TASK INPUTS:
****************************************

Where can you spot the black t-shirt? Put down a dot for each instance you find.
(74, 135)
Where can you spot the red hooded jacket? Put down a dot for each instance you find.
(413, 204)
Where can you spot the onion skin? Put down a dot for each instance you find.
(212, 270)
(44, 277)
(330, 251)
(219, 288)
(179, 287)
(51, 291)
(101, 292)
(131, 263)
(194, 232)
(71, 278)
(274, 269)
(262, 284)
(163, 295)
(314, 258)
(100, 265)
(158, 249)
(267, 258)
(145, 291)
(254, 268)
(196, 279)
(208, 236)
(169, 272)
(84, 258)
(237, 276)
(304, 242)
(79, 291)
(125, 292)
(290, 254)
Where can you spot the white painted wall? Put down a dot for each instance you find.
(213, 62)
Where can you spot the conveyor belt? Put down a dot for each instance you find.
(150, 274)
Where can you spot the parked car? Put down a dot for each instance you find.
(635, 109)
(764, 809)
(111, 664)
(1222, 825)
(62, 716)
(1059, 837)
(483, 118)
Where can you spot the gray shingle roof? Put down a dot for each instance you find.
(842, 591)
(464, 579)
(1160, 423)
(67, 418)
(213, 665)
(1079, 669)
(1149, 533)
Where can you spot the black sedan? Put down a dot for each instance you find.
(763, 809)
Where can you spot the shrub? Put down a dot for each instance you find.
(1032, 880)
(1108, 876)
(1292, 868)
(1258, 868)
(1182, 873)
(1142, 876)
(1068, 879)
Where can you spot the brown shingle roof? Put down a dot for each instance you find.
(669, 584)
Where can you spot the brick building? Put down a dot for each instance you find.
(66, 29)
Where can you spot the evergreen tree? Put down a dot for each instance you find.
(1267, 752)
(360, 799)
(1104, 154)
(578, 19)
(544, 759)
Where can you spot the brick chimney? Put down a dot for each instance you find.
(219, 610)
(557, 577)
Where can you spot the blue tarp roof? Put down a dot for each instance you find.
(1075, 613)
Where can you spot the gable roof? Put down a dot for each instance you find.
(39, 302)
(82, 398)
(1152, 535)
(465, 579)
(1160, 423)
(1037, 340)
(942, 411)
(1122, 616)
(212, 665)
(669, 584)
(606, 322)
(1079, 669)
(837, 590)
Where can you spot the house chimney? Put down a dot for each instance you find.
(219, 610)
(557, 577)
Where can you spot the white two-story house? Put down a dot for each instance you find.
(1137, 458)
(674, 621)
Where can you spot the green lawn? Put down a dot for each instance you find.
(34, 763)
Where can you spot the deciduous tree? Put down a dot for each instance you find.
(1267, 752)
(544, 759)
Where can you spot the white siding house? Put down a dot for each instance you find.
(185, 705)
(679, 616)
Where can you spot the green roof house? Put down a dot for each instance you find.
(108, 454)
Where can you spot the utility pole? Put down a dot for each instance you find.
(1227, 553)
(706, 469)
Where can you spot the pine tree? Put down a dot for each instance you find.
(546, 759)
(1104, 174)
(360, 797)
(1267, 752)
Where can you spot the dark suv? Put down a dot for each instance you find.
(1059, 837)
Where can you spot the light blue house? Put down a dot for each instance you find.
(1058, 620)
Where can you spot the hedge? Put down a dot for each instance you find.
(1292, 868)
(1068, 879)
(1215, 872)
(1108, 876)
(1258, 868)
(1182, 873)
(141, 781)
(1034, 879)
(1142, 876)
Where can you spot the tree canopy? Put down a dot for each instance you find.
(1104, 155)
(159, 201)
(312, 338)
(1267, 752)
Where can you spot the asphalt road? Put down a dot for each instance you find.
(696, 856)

****************************************

Copy every row above word for word, in the same order.

REPLY:
Where can you spot the black t-shirt? Put down a dot for each instance you find.
(74, 135)
Where can you spot the red hooded jacket? Put down a dot for each instance you find.
(413, 204)
Where can you spot the onion skin? Put down a dot for each instance you find.
(212, 270)
(44, 277)
(330, 251)
(219, 288)
(179, 287)
(51, 291)
(101, 292)
(131, 263)
(194, 232)
(71, 278)
(274, 269)
(262, 284)
(163, 295)
(314, 258)
(100, 265)
(158, 249)
(267, 258)
(145, 291)
(254, 268)
(196, 279)
(208, 236)
(169, 272)
(84, 258)
(237, 276)
(304, 242)
(79, 291)
(125, 292)
(290, 254)
Where can you spot the white painted wall? Put down a dot for each instance you find.
(213, 62)
Where can you spot the conveyor belt? Put down a dot for each instance you find.
(150, 274)
Where can you spot the parked car? Put down a dot for each instance you find.
(635, 109)
(764, 809)
(111, 664)
(1222, 825)
(62, 716)
(1059, 837)
(483, 118)
Where can you spot the gray shingle roof? Put down a dot for each instance you find.
(842, 591)
(464, 579)
(1160, 423)
(67, 418)
(213, 665)
(1079, 669)
(1149, 533)
Where can you spot the black sedan? Put down a dot for each instance you find.
(763, 809)
Where can you spot the shrub? Put down a dot for each instance you find.
(1032, 880)
(1108, 876)
(1292, 868)
(1258, 868)
(1182, 873)
(1142, 876)
(1068, 879)
Where can you spot the brown shingle roof? Put down a dot for each instance you find.
(669, 584)
Where can you spot the brick building? Put down a dot for each instance you find.
(66, 29)
Where can you spot the evergreen tree? Put down a dot for each instance you find.
(1267, 752)
(360, 799)
(1104, 154)
(578, 19)
(544, 759)
Where can you spot the brick chimney? Put down a dot for each instance you find.
(219, 610)
(557, 577)
Where can you spot the blue tarp roof? Put down a dot for each instance you find.
(1075, 613)
Where can you spot the gable roof? Put down a dot for each instance you find.
(39, 302)
(82, 398)
(1152, 535)
(465, 579)
(1160, 423)
(1037, 340)
(942, 411)
(1122, 616)
(212, 665)
(669, 584)
(606, 322)
(1079, 669)
(837, 590)
Where can you spot the house chimney? Put down a dot for each instance you find.
(219, 610)
(557, 577)
Where can you spot the white two-story house? Put down a dot for each instance you find.
(1137, 458)
(674, 621)
Where can you spot the green lawn? Put down a dot for each instance you find.
(34, 763)
Where can you spot the deciduous tree? Put down a dot for each instance you find.
(1267, 752)
(544, 759)
Where can you spot the white siding house? Put down a dot for each instance you find.
(185, 705)
(679, 616)
Where can you spot the green roof house? Put down a dot for each instance you find.
(108, 454)
Where can you spot the utility pole? Put down a dot for each instance you find.
(1227, 553)
(706, 469)
Where can you spot the pine tree? Put down a dot for each instance you find.
(546, 759)
(1104, 174)
(360, 797)
(1267, 752)
Where can you spot the dark suv? Put down a dot for each instance you find.
(1059, 837)
Where can you spot the light blue house? Put down a dot for each instance you find.
(1058, 620)
Where can you spot the hedge? Put down a dot for each instance you find.
(1292, 868)
(1068, 879)
(1215, 872)
(1108, 876)
(1258, 868)
(1182, 873)
(141, 781)
(1034, 879)
(1142, 876)
Where can you spot the tree canopy? Put down a dot for each instance you find.
(1104, 155)
(159, 201)
(312, 338)
(1267, 752)
Where can you spot the asphalt road? Put down a dot for each instance you find.
(696, 856)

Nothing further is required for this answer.